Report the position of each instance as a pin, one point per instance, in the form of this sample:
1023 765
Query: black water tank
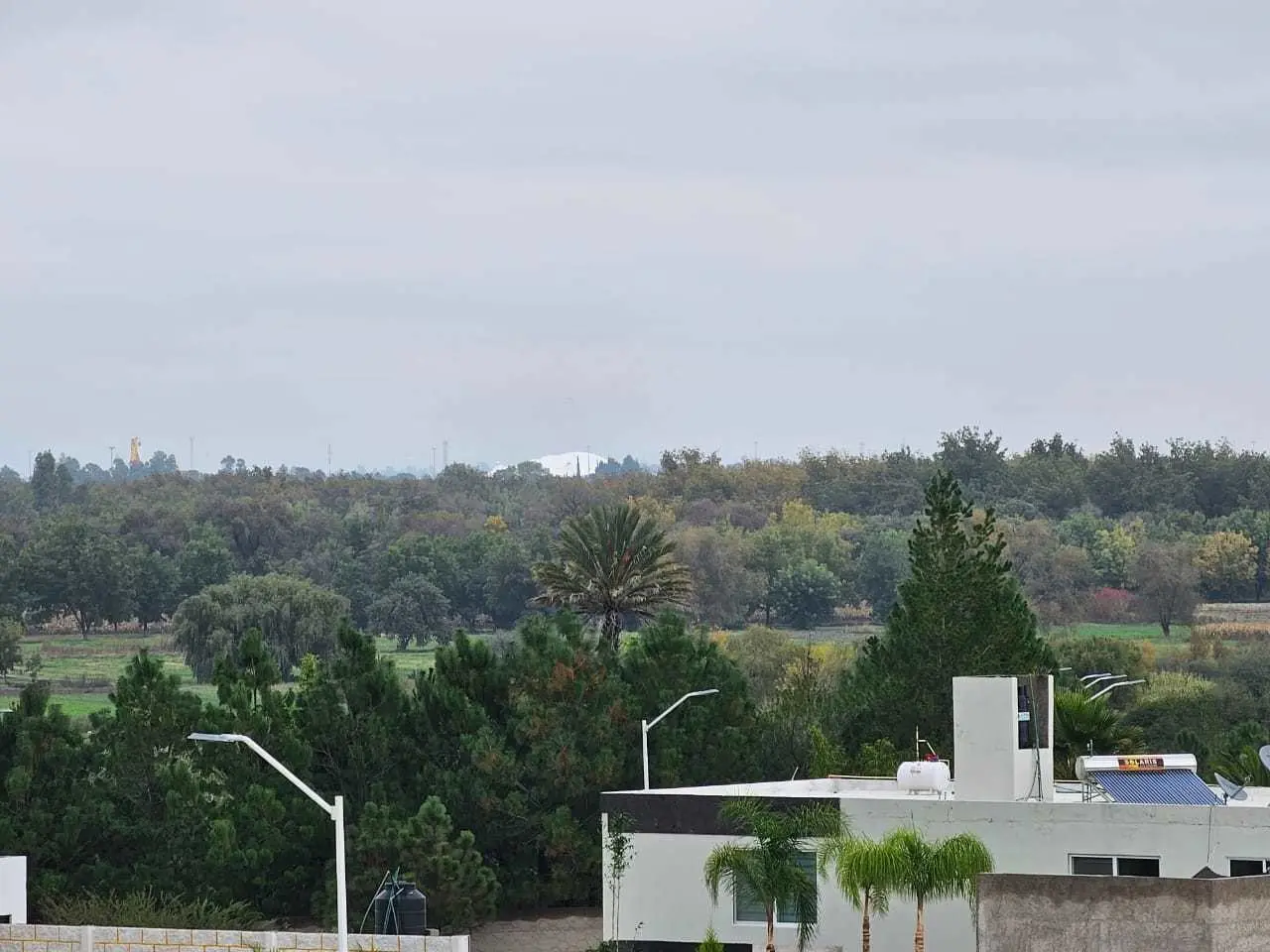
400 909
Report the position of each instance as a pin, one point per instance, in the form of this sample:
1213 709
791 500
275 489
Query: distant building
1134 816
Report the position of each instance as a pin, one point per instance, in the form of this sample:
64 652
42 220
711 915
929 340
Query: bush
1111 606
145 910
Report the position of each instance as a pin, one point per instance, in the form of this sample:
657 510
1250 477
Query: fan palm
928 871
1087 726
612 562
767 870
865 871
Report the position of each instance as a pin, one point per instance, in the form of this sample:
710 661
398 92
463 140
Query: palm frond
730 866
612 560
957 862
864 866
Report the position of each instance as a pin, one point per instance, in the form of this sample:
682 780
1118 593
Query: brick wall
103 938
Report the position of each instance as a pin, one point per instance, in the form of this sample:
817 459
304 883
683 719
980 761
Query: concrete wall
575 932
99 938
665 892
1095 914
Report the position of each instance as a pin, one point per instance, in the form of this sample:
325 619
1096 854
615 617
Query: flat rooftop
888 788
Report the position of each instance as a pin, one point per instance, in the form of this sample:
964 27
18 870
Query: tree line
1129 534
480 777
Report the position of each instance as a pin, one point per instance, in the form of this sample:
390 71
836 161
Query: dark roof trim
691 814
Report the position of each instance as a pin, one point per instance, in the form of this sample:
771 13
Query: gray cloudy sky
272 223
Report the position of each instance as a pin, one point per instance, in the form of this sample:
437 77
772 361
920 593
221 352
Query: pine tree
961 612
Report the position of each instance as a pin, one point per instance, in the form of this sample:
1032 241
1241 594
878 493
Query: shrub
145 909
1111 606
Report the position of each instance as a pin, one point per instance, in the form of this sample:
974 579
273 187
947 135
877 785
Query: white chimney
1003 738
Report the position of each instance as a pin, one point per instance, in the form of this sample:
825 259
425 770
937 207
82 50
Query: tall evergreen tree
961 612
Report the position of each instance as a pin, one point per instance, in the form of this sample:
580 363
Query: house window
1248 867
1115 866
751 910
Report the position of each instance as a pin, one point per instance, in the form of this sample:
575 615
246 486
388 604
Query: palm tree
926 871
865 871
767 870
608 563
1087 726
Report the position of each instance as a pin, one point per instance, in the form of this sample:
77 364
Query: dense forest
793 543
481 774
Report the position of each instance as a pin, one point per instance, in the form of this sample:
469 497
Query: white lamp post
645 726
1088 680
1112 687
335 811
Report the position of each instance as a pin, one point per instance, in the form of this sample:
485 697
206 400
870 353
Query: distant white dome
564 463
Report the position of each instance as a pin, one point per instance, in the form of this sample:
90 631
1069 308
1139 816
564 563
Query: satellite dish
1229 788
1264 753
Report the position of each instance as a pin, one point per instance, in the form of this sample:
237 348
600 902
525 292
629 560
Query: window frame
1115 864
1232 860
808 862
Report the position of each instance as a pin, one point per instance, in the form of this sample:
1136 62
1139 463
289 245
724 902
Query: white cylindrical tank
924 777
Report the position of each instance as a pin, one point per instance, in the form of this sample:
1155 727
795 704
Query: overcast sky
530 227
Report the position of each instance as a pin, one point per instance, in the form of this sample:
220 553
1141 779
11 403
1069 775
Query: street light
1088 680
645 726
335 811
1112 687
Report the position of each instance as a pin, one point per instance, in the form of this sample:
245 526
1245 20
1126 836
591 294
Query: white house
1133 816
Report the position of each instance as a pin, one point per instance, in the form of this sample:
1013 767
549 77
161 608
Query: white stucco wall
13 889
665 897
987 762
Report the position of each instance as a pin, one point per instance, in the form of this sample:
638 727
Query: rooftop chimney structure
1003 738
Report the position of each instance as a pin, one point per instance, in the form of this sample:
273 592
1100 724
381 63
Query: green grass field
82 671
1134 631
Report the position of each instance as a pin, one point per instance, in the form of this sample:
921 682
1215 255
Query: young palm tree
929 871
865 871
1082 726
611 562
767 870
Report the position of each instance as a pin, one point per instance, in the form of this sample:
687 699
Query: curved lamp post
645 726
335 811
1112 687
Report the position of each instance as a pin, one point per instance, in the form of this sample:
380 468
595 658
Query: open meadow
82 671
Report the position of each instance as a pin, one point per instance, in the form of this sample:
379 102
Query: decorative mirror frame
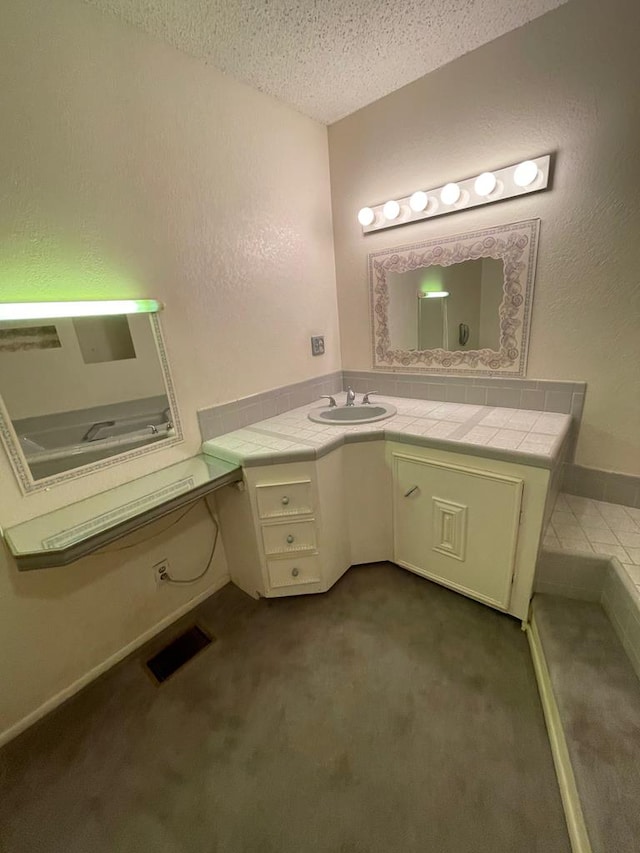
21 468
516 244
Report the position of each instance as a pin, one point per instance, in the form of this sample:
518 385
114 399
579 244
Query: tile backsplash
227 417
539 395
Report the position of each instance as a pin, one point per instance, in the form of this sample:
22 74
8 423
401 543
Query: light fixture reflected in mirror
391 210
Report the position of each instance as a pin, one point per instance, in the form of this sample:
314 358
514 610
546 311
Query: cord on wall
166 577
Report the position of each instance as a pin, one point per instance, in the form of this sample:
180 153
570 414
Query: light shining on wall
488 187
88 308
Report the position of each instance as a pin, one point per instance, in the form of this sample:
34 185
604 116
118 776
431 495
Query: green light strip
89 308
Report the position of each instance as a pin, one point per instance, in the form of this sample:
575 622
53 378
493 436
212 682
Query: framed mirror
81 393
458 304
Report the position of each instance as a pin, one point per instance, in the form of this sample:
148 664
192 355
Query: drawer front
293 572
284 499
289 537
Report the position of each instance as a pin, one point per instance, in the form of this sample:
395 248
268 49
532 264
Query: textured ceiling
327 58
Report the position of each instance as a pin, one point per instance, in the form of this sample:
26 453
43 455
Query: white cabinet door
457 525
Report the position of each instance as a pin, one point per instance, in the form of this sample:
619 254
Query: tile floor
================================
ACTIVITY →
Return the full set of lines above word for word and with no pictures.

OUTPUT OF THE EXERCISE →
Report the position of each instance as a pin, one point per instance, in the form of this sample:
1023 765
Query: black water tank
400 909
Report the position of each instance as a pin, one point per instance, in the form of this sample:
1213 709
791 500
275 489
Query: distant building
1134 816
Report the position of each instance as a pin, one point per instance, in the form of this sample:
64 652
42 220
711 915
929 340
Query: bush
1111 606
145 910
Report the position of each instance as a pin, one point per instance, in the form of this sample:
657 510
1250 477
Query: fan palm
928 871
1087 726
612 562
767 870
865 871
Report the position of each instance as a pin, one point per instance, in the form of this sample:
710 661
398 92
463 140
Query: palm frond
730 866
612 560
957 862
864 866
Report the position of each instance as a pin, one point per instance, in the form of this sample:
682 780
1118 593
Query: brick wall
103 938
Report the position of each instance as a pin, one point per instance, in the form of this sample:
817 459
304 883
683 719
980 761
Query: concrete wall
575 932
99 938
665 892
1095 914
Report the position of each instance as a pin, one point per instance, in the form of this sample:
325 619
1096 854
615 617
Query: flat rooftop
888 788
Report the position of each instance as a pin, one point per instance, in the form of this sample:
964 27
18 870
Query: tree line
1129 534
480 777
Report the position of each instance as a pin, one point per instance, in the form of this sample:
390 71
836 161
Query: dark roof trim
691 814
Report the position of each instance as a pin, one point per instance, in the form of this sample:
771 13
Query: gray cloudy sky
272 223
Report the position of each instance as a pin, one point per instance, in the form of this sample:
437 77
772 361
920 593
221 352
Query: pine tree
961 612
Report the position of each instance as a pin, one point per instance, in the form of this sample:
1032 241
1241 594
878 493
Query: shrub
145 909
1111 606
Report the position of each instance as a pin, one point per instance, in the form of this sample:
974 579
273 187
947 135
877 785
Query: white chimney
1003 738
Report the position of each instance as a pin, one point per instance, in the form of this sample:
825 259
425 770
937 207
82 50
Query: tall evergreen tree
961 612
Report the position of each instance as a pin, one point per instance, in the form of this sample:
580 363
Query: house window
1248 867
1115 866
751 910
Report the position of each instance as a pin, one point per instance, in the form of this sample:
575 615
246 486
388 604
Query: palm tree
926 871
865 871
767 870
608 563
1087 726
Report the position of each instance as a pin, one point per instance, in the form of this sample:
77 364
Query: dense forest
793 543
481 774
Report the position of each instance as a pin, one point per instance, in the form of this sample:
469 497
Query: white lamp post
645 726
1088 680
1112 687
335 811
Report the position of each instance as a pin, one point per instance, in the form of this sample:
485 697
206 400
870 353
Query: distant white dome
564 463
Report the position of each instance as a pin, one point per instance, in the form of this sample:
90 631
1069 308
1139 816
564 563
Query: satellite dish
1229 788
1264 753
Report the position of each instance as a pin, one point per instance, in the form of this sample:
237 348
600 902
525 292
629 560
Query: window frame
1115 864
1232 860
808 862
Report the position of each instance as a pin, one point per instance, in the form of this sample:
1136 62
1139 463
289 245
724 902
Query: white cylindrical tank
924 777
Report the position of each instance as a pin, one point per instance, in the form of this sample:
1155 727
795 704
Query: overcast sky
530 227
Report the position of each instance as a pin, one point per instance, in the form of this sample:
220 553
1141 779
11 403
1069 775
Query: street light
1088 680
645 726
335 811
1112 687
Report the position of each instance as a pin, one point per instance, in the form of this sample:
245 526
1245 20
1126 836
591 294
Query: white house
1133 816
Report the position of each instance as a pin, one point per instance, in the form of this sample:
1013 767
549 77
161 608
Query: white stucco wall
13 889
665 897
987 762
Report the position of each instance as a pin, one point per instance, in the form of this sample:
638 727
Query: rooftop chimney structure
1003 738
Report the position of each instance as a pin, one point per instance, in the form of this sample:
273 592
1100 724
381 63
Query: green grass field
82 671
1134 631
Report the position of each instance as a pin, one point per instance, in the form of this sample:
921 682
1215 255
Query: young palm tree
929 871
865 871
1082 726
611 562
767 870
Report the position of each instance as a pin, one point per instance, in the form of this sample:
687 699
Query: curved lamp post
645 726
335 811
1112 687
Report the position of each instance as a pin, one point per instance, in the form of this sample:
380 468
595 658
Query: open meadow
82 671
Report the position of each instance as a pin, one point per instance, in the form of this sample:
379 102
Query: decorative mirror frame
21 468
516 244
Report the position of each instance as a pin, one point per instance, in the form of this sample:
518 385
114 399
579 244
Query: tile backsplash
227 417
539 395
Report the position of each instance as a pin, one point per instance, in the form of this sample:
22 74
8 423
401 543
Query: light fixture reflected in mirror
391 210
Report the position of each instance as a pin, one point per instance, in the form of this sample:
314 358
514 610
546 311
Query: cord on wall
166 577
Report the position of each instance as a pin, one point per instance, in the form of this sample:
180 153
570 414
Query: light shining on wall
488 187
88 308
Report the position of each instance as a pin, one point per instance, in the form of this sample:
34 185
604 116
118 776
431 495
Query: green light strip
89 308
Report the position of each instance as a pin, one point per instance, in the form of this sample:
575 622
53 378
493 436
212 682
Query: framed mirror
81 393
458 304
Report the position of each instance as a pin, one point per instance, in the form of this sample:
148 664
192 355
Query: drawer front
293 572
284 499
289 537
Report the position of each instance as a pin, one point per instance, in the form of this sample:
395 248
268 49
532 264
Query: textured ceiling
327 58
Report the position of each instance as a pin, one point per instance, in the form of this sample:
26 453
43 455
Query: white cabinet door
457 525
Report the position of each instance as a pin, one point per instance, in the form of this sample:
619 254
Query: tile floor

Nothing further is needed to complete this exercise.